### Document excerpt
========================================================================

So a while ago, I was filling you all in on that big decision that I had to make

Whether to continue looking for jobs in engineering, or take a year "off" and work full-time with Power to Change - Students.

After praying about this decision, I felt released to continue working in my field. For the past few years, I've been passionate about electrical engineering, specifically the area of FPGA design. It has been exciting waiting to see where God would lead me.

I've been working for the last 10 months as a technical writer. I write how-to manuals for smart cameras and frame grabber boards. The products are interesting. I love the people I work with. I wanted to do something more technical, more engineering, though.

So I interviewed for a position in FPGA hardware testing and validation. It sounded awesome. I'd be working with some people that I already know (and like). I'd be working on a mostly francophone team (yikes!) in the same company that I've been at for the past 10 months. The company where I've developed a real ministry amongst my coworkers. This is the place where I've seen God move in people's lives. I didn't want that to end. But at the same time I wanted a job change.

Unfortunately, the interview for the hardware job didn't go well. I was so excited about it... and then it was such a let down. I did poorly on the written test, and didn't feel that I answered the behavioural questions well.

I just found out two days ago that I didn't get the job. It took them forever to make a decision, but finally they hired someone else.

After all that waiting, I'm not feeling that disappointed (thanks God). I mean, after a bad interview, and then a month and a half of waiting, I didn't get my hopes up. I wasn't really expecting to get the job at this point. But I'm still a little sad.

And after all that waiting, while I was waiting to hear back about the job, I didn't feel that God was calling me to campus ministry (with Power to Change - Students). I withdrew my application with P2C. I was sad, but I'm not regretting that decision.

So now I'm still kind of in limbo. My boss extended my technical writing contract for 4 months (yay!). So, for these next few months I'll be seeking God, asking him to direct my steps, and asking him to provide a challenging, fun job where I can (again) share Christ with my coworkers.

Wednesday, April 11, 2012

Update (part 1)

I'm back. I haven't gone far, but I've felt some days as if life was running away from me. My stress at times has been overwhelming. I’ve experienced God's faithfulness during these weeks.

God is good. God is faithful. God will provide.

A month ago I was making a decision. That decision was whether to continue looking for jobs in engineering, or take a year "off" and join a great ministry called Power to Change. They work with University students to help students discover Jesus.

I prayed, wrote pros and cons lists, talked with godly people whom I trust, and came to the conclusion that I would take a year to do full-time ministry.

This meant surrendering my goals in engineering for the time being. Taking a year "off" meant that I'd be one year out of my field, meant one year separated from my degree, from my knowledge, and from technology, which is always advancing (and is hard to keep up with in any case).

I began filling out the Power to Change application and contacting references. A few days after that decision, I heard of a position at my company, in another department. An engineering job. Like a real engineering job.

========================================================================

### Extracted records
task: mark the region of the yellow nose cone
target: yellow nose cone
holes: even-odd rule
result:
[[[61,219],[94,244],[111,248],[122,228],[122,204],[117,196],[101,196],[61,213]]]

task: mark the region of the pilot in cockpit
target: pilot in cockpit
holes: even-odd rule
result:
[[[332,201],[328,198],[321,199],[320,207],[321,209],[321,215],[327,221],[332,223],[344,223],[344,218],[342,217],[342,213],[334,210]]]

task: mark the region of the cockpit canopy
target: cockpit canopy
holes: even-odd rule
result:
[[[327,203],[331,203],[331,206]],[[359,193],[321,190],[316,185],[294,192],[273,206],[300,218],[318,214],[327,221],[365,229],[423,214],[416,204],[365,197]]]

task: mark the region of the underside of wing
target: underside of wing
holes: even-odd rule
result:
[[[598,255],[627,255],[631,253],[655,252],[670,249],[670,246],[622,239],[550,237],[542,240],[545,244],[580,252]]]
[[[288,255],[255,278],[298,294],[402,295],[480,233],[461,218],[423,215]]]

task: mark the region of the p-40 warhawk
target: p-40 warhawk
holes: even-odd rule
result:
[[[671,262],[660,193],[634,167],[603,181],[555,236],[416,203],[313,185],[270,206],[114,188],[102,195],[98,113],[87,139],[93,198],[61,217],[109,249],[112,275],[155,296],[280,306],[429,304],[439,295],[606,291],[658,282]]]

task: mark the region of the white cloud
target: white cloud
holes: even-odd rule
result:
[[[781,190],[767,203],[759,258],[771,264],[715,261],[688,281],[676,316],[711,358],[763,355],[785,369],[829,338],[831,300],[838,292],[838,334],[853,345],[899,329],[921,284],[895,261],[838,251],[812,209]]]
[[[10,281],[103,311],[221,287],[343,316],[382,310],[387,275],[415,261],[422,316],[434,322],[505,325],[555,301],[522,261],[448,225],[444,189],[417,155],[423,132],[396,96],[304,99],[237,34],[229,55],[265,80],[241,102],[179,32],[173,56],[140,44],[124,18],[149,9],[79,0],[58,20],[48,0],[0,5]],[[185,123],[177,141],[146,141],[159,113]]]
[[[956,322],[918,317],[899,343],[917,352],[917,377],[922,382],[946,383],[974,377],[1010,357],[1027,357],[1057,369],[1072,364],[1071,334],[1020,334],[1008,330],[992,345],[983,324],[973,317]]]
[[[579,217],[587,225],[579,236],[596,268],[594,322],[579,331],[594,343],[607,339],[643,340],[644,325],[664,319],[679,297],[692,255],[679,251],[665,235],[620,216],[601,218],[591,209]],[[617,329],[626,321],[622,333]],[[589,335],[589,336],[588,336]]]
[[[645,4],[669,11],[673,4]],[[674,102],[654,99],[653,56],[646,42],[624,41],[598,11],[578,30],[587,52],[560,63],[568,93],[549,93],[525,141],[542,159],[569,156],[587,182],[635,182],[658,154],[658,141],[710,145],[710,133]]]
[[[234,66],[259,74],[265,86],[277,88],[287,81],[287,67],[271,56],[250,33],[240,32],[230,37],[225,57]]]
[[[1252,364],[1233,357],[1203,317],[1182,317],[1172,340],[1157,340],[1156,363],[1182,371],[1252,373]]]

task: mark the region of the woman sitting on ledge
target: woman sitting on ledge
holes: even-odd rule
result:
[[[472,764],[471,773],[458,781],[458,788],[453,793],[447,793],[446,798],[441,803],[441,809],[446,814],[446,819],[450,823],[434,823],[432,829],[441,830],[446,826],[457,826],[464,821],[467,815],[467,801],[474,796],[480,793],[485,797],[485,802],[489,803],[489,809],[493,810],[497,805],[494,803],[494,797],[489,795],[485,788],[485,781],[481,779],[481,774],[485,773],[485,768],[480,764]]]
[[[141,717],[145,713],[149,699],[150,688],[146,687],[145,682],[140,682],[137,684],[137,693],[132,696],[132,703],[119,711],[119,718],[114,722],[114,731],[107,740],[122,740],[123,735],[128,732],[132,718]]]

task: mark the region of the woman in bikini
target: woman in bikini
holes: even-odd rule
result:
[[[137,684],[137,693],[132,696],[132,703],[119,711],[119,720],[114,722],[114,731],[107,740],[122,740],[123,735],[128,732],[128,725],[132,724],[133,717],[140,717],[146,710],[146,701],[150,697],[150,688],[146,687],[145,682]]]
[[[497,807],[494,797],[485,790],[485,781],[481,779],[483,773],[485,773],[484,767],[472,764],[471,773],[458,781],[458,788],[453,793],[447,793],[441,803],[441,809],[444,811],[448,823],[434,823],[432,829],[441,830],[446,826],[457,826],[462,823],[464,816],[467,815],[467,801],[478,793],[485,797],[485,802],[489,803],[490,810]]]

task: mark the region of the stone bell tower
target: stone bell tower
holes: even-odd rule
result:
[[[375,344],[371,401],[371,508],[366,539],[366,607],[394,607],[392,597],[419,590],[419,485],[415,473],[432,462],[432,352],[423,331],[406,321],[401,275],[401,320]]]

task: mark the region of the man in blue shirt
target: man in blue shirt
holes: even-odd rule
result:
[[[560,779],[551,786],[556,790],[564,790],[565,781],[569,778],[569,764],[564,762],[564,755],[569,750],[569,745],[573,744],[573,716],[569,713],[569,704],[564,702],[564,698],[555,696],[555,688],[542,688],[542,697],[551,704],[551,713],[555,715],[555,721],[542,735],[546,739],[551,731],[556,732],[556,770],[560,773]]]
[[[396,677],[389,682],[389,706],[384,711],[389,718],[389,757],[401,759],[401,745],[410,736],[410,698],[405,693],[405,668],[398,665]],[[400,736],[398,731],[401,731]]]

========================================================================

### Given request 1
In the job-decision post, how many months was the writer's technical writing contract extended?
### Given request 2
Reproduce word for word the stretch of the job-decision post from "After all that waiting, I'm" through "with my coworkers.".
The data has no connection to the job-decision post.

### Finished answer 1
Four months.

### Finished answer 2
After all that waiting, I'm not feeling that disappointed (thanks God). I mean, after a bad interview, and then a month and a half of waiting, I didn't get my hopes up. I wasn't really expecting to get the job at this point. But I'm still a little sad.

And after all that waiting, while I was waiting to hear back about the job, I didn't feel that God was calling me to campus ministry (with Power to Change - Students). I withdrew my application with P2C. I was sad, but I'm not regretting that decision.

So now I'm still kind of in limbo. My boss extended my technical writing contract for 4 months (yay!). So, for these next few months I'll be seeking God, asking him to direct my steps, and asking him to provide a challenging, fun job where I can (again) share Christ with my coworkers.